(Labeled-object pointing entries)
★ ★ ★

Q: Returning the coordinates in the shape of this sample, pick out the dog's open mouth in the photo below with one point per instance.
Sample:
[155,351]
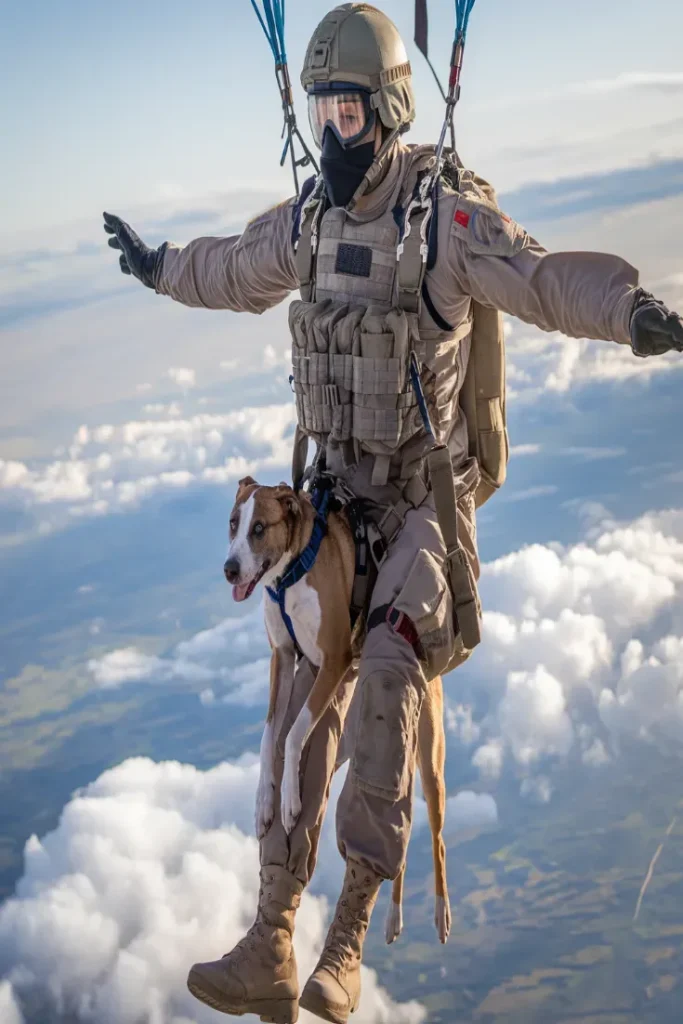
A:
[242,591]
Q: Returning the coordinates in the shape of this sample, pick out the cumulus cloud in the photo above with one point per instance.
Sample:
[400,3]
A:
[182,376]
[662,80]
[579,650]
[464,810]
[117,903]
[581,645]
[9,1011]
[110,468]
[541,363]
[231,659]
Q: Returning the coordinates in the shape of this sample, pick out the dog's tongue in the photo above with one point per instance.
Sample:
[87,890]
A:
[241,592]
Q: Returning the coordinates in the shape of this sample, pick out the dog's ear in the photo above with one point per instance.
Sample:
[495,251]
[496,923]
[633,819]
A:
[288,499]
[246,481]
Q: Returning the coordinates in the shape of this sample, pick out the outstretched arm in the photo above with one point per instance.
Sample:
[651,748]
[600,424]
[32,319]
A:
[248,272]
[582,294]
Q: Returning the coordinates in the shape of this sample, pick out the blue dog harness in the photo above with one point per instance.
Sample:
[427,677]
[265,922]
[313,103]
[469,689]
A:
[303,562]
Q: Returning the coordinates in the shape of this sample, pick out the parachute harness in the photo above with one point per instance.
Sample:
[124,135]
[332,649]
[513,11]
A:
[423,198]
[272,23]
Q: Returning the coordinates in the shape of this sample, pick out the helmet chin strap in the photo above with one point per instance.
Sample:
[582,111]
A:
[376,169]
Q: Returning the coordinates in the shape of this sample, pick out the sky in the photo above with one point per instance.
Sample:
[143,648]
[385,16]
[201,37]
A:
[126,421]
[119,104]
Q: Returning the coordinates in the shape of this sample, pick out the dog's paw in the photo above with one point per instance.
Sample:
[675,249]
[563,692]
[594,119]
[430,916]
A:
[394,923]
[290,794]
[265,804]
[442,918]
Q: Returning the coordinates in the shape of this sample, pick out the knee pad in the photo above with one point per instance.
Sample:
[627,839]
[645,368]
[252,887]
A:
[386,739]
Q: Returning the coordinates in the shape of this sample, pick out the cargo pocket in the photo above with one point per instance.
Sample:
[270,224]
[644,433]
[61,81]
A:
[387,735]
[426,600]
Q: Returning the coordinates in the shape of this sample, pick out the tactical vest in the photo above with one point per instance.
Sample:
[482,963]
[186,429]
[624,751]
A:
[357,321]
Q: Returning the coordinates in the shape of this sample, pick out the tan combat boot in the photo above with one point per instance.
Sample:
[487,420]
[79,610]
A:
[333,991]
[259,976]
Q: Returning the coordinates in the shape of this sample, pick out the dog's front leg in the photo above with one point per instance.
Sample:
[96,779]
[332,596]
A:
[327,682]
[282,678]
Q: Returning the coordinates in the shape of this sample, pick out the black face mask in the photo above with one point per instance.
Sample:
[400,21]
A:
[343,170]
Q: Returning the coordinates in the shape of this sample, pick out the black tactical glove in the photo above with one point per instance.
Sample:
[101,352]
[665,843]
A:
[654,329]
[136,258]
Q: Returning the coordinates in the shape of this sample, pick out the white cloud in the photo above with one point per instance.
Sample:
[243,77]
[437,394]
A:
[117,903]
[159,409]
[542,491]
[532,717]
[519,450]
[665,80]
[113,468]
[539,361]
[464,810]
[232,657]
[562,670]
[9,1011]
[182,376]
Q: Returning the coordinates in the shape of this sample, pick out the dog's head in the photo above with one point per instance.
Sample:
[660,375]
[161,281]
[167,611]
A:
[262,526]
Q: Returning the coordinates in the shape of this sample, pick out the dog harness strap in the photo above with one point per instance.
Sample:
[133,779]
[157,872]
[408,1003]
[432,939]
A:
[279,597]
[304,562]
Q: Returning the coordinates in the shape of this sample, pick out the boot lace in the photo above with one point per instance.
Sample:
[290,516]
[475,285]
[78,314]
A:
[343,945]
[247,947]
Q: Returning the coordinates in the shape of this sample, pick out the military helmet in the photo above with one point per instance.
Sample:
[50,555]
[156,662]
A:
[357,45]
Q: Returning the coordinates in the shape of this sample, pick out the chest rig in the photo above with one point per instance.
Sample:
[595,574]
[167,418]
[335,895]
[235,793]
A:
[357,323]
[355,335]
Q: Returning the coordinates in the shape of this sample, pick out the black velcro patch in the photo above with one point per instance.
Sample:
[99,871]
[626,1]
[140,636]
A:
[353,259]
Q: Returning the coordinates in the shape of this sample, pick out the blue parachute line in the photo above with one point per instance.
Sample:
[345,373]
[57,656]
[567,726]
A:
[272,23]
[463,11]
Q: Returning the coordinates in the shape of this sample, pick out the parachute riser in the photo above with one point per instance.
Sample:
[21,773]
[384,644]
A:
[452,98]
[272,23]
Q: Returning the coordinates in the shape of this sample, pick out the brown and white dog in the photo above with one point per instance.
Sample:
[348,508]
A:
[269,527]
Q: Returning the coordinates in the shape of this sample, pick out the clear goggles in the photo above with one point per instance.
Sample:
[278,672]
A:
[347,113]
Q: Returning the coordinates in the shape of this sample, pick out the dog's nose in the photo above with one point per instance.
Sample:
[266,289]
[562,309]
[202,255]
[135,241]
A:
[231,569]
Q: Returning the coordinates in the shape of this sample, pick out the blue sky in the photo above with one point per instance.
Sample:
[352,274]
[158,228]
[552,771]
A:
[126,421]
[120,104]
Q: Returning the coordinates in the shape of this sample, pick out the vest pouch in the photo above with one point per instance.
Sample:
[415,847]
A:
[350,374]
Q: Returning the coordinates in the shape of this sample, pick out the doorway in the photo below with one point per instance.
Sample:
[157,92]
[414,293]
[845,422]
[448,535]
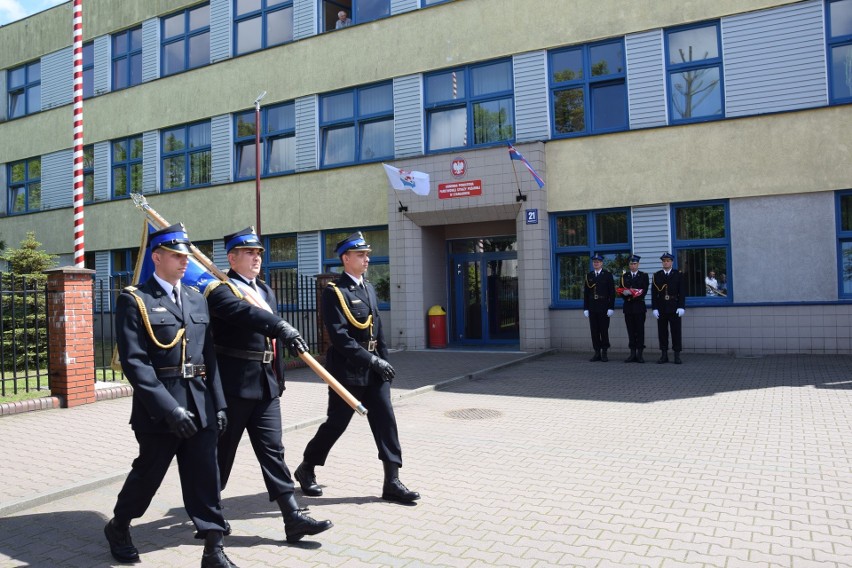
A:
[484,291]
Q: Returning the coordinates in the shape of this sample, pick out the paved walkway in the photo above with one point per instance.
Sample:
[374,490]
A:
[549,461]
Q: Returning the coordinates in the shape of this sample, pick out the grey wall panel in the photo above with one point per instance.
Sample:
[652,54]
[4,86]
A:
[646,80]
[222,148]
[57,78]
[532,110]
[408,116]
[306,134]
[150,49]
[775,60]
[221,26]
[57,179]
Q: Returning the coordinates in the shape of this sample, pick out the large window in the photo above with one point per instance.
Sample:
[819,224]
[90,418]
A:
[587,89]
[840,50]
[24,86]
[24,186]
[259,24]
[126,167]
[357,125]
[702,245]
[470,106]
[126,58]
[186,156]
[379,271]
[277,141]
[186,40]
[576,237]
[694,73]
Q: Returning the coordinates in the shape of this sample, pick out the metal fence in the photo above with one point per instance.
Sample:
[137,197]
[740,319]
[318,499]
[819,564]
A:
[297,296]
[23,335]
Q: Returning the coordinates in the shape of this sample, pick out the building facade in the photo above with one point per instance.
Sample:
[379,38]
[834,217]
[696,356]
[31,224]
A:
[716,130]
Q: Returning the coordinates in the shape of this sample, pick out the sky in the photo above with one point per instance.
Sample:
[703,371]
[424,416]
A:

★ ★ ★

## Problem requirements
From the line holding "out the grey" down to the final line above, quote every line exactly and only those lines.

## Solved exercise
Q: Returning the coordinates in the shape of this sample, pick out the grey wall panel in the photo above with one point per instance.
Sample:
[652,54]
[4,86]
A:
[646,80]
[222,148]
[57,78]
[532,110]
[408,116]
[306,134]
[150,49]
[775,60]
[221,26]
[57,179]
Q: Returning the coordinates in the shape of this sample, pick out the large window in the photo above with one point per instance.
Sample:
[819,224]
[90,418]
A:
[587,89]
[840,50]
[24,86]
[24,186]
[259,24]
[126,167]
[357,125]
[702,245]
[470,106]
[126,58]
[186,156]
[379,271]
[277,141]
[186,40]
[576,237]
[694,73]
Q: Returning the coordinates in the shape of this sample, pick out the metal fence in the photo above with one point per instance.
Sample:
[137,197]
[740,319]
[318,499]
[819,564]
A:
[297,296]
[23,335]
Q: Returning the coordinates in the shape of this sample, pick out the building facade in the photo above with one point per instance.
Sample:
[379,38]
[834,217]
[696,356]
[31,224]
A:
[716,130]
Q: Returning the coordinates in the shape of this sample, pick out the sky in the photo above with one point per instance.
Sample:
[703,371]
[424,416]
A:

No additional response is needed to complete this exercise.